* EXTRACT TO READ:

The American Forest Foundation (AFF) made history in March 2025 with the launch of the first U.S. nature-based carbon credit auction, a bold initiative aimed at transforming the voluntary carbon market (VCM). Held from March 12–19, 2025, the AFF Carbon Auction sought to connect buyers with high-quality carbon credits generated through the Family Forest Carbon Program (FFCP), empowering family forest owners while addressing climate change. Despite its innovative approach, the auction concluded without securing bids, sparking widespread discussion about its implications for carbon markets, nature-based solutions, and rural communities. This article delves into the key lessons learned from the AFF Carbon Auction, exploring its design, challenges, and the path forward for scaling nature-based carbon projects.

* ENTRIES:
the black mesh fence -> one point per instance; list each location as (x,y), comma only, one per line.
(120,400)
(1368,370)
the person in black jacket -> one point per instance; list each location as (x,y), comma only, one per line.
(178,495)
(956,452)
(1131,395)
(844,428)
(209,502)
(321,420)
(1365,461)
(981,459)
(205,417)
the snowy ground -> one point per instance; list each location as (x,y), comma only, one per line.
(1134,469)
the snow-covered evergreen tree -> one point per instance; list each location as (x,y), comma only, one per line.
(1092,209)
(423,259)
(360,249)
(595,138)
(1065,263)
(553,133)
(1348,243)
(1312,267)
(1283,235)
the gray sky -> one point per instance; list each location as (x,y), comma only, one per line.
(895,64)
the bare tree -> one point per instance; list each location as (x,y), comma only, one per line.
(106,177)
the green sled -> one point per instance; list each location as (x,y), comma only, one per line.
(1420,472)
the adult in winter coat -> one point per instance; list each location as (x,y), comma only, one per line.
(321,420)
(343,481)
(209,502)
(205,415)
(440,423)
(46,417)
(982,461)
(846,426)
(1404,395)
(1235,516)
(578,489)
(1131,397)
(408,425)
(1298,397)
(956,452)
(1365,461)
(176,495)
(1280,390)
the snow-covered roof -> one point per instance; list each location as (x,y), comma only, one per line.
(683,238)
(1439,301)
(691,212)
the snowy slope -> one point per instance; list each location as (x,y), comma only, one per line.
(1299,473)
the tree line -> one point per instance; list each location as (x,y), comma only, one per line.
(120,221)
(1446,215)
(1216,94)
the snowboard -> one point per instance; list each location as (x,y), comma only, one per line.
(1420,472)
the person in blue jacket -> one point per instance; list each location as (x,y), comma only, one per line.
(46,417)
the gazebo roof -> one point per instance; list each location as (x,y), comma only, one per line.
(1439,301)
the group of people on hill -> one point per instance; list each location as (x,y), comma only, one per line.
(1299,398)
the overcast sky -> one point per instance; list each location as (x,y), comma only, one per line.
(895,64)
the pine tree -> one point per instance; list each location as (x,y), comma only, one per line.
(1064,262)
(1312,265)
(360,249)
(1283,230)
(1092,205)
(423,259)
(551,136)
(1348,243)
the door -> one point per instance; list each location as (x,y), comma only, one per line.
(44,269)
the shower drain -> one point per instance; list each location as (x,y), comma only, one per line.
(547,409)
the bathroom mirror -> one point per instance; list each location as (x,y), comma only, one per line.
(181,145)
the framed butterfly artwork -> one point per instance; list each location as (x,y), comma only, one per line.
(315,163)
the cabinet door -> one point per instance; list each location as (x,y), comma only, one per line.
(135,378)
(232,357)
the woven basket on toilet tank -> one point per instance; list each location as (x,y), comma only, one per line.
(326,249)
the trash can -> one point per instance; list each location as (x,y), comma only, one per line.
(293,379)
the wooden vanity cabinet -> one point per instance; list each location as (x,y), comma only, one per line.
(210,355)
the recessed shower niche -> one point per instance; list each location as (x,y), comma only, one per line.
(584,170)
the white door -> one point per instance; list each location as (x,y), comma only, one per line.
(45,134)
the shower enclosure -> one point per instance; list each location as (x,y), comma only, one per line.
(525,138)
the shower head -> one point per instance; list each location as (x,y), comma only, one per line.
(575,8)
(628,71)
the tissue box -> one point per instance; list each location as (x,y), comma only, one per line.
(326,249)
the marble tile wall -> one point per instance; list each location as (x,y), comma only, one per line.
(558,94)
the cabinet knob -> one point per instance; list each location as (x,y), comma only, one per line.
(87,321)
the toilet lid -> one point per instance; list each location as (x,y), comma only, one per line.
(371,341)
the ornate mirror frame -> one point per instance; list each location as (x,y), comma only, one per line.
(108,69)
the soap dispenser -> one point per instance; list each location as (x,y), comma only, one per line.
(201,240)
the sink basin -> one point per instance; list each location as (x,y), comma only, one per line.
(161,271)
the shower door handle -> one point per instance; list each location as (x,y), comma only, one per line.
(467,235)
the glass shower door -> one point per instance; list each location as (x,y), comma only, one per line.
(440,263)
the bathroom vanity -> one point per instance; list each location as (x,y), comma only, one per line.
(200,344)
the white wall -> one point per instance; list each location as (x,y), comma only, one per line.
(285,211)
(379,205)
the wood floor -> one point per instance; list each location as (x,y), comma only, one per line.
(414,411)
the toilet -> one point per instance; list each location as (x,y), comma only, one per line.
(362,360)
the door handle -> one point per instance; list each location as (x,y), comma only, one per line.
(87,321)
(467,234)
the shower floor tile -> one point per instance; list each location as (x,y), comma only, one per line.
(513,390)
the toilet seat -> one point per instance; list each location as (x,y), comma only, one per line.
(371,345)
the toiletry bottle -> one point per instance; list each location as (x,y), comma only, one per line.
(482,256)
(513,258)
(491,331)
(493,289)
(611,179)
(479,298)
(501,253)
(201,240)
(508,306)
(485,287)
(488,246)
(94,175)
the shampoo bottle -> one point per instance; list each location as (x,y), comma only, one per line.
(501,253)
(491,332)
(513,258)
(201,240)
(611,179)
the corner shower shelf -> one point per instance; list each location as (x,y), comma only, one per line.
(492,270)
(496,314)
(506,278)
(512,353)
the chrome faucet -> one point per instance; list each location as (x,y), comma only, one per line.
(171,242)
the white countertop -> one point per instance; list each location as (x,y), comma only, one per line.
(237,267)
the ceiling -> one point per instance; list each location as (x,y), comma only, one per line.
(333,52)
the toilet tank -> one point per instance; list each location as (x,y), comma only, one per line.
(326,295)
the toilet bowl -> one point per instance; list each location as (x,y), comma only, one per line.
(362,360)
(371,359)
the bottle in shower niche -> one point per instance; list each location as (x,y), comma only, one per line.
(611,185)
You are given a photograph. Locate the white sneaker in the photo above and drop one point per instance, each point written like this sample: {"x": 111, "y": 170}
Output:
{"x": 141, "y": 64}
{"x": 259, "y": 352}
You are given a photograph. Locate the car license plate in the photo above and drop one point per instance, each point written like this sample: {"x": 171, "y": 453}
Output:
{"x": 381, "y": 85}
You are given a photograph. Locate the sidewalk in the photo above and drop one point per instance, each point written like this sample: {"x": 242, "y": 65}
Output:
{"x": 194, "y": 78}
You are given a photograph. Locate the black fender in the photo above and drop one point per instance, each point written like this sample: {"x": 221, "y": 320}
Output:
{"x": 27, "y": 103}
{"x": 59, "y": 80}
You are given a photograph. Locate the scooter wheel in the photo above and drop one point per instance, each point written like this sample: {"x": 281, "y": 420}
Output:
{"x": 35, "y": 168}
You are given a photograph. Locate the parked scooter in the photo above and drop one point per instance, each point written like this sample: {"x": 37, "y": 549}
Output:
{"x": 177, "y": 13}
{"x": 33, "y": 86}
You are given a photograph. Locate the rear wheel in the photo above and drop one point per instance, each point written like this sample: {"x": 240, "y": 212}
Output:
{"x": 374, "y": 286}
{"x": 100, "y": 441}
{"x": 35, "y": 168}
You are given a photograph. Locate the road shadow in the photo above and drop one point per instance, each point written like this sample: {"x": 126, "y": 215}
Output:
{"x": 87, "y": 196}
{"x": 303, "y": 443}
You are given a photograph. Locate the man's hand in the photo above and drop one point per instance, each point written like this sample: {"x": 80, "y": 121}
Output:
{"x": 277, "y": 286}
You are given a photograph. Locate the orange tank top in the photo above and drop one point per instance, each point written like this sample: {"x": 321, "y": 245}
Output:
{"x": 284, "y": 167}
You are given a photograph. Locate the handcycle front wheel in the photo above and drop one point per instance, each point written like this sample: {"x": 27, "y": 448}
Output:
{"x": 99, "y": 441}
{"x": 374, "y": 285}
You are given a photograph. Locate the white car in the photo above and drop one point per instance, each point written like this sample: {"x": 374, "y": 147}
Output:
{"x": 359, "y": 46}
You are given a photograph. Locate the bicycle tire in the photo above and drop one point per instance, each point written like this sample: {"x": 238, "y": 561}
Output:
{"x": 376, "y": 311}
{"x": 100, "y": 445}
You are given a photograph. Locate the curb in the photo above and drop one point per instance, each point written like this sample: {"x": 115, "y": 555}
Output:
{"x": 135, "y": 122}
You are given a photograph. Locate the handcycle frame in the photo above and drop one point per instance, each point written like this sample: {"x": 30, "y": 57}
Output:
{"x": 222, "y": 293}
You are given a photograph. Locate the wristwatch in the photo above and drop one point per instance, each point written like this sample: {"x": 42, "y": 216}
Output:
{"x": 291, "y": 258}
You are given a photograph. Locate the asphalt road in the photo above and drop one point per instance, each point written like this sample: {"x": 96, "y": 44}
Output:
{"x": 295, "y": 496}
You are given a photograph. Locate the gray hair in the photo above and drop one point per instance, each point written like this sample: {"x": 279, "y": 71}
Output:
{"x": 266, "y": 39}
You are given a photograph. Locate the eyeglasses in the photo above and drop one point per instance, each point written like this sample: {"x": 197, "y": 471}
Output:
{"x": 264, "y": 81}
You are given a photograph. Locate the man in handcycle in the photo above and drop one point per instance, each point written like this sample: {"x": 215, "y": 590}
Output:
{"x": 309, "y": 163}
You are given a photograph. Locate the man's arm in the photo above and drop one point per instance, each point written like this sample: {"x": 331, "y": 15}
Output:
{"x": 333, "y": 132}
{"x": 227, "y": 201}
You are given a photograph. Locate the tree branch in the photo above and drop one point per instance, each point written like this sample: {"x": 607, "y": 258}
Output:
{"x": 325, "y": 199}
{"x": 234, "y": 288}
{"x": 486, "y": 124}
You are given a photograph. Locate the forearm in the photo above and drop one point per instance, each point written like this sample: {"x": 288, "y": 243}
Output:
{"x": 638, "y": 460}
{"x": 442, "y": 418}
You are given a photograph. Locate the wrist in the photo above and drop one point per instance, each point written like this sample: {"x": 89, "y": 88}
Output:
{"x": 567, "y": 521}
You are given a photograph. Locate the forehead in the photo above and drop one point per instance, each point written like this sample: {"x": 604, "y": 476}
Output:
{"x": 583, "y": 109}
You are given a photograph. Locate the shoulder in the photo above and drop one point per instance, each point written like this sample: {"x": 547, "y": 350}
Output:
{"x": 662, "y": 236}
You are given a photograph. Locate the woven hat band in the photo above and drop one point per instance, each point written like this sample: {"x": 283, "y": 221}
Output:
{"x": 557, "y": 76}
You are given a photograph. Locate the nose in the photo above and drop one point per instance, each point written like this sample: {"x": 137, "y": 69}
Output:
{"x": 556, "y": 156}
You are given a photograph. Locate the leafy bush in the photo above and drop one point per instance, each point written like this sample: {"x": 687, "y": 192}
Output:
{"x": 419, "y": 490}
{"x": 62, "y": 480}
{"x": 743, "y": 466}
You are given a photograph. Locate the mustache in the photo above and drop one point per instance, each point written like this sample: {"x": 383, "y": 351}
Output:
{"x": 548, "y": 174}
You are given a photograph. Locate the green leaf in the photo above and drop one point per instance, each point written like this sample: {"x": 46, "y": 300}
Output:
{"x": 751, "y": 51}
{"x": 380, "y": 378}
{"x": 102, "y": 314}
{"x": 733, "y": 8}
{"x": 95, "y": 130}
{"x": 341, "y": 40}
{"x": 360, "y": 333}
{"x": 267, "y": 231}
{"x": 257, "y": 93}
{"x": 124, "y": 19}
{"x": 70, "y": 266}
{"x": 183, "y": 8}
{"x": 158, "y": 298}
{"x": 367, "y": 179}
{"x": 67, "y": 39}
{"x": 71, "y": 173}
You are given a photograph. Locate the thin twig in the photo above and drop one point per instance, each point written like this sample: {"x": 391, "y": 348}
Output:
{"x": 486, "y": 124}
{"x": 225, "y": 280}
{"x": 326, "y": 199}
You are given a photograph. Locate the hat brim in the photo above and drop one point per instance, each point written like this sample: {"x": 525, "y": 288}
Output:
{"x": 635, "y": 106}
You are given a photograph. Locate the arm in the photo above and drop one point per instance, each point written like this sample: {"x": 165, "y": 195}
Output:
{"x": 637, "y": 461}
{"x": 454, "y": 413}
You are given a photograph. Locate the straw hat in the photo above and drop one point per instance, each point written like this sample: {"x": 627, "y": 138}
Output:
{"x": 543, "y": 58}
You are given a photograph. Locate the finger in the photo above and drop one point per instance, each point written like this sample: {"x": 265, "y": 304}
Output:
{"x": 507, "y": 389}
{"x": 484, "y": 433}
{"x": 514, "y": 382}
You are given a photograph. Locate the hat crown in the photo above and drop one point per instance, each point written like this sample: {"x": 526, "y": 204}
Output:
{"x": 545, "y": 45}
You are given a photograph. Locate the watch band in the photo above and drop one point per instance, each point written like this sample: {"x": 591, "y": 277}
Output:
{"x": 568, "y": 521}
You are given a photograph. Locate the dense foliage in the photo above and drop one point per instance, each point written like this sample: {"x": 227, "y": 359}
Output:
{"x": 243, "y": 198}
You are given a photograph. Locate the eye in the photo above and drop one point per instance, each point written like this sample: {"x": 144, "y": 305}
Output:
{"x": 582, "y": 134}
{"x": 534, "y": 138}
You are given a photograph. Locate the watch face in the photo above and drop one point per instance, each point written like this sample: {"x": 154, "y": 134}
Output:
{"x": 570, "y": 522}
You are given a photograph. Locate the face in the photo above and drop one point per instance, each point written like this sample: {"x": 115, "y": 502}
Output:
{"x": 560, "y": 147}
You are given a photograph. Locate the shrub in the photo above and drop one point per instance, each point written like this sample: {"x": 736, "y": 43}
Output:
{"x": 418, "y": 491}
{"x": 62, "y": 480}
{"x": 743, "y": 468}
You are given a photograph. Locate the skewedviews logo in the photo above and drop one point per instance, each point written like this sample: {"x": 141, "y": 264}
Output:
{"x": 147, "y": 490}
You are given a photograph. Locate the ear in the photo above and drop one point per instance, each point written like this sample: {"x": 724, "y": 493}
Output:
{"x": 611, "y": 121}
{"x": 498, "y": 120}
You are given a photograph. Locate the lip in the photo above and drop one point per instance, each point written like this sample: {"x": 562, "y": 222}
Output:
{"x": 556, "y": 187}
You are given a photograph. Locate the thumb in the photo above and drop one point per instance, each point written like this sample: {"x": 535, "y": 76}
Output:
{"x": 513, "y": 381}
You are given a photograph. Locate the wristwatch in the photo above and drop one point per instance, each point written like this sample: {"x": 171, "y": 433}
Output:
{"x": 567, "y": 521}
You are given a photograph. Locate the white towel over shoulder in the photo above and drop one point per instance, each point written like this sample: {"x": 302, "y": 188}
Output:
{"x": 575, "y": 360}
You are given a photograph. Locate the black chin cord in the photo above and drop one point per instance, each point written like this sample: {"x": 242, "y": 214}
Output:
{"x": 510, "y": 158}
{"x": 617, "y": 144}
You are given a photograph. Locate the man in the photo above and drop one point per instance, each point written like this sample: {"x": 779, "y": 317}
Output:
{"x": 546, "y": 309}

* ACTIONS TO TAKE:
1/ Using the article about the AFF Carbon Auction, answer these questions:
(a) On which dates was the auction held?
(b) Through which program were the offered carbon credits generated?
(c) How did the auction conclude?
2/ For each statement, decide whether the article about the AFF Carbon Auction supports it, and quote the words that settle it.
(a) The auction ran for a week in March 2025.
(b) Several buyers placed bids during the auction.
(c) The auction was the first nature-based carbon credit auction in the U.S.
3/ Write the next part of the article about the AFF Carbon Auction, picking up after its final sentence.

* TASK-BY-TASK OUTPUTS:
1/
(a) March 12–19, 2025.
(b) The Family Forest Carbon Program (FFCP).
(c) It concluded without securing bids.

2/
(a) Yes: "Held from March 12–19, 2025"
(b) No: "the auction concluded without securing bids"
(c) Yes: "the launch of the first U.S. nature-based carbon credit auction"

3/
The Vision Behind the AFF Carbon Auction
The AFF Carbon Auction was born out of a pressing need to bridge the financing gap in nature-based carbon projects. Globally, only 1.2% of the potential of nature-based solutions—such as reforestation and improved forest management—has been unlocked through the VCM, despite their capacity to deliver up to 30% of global mitigation by 2030. Family-owned forests, which account for 39% of U.S. forestland, represent a vast untapped resource for carbon sequestration. However, high upfront costs, complex due diligence, and market opacity have historically excluded small landowners from carbon markets.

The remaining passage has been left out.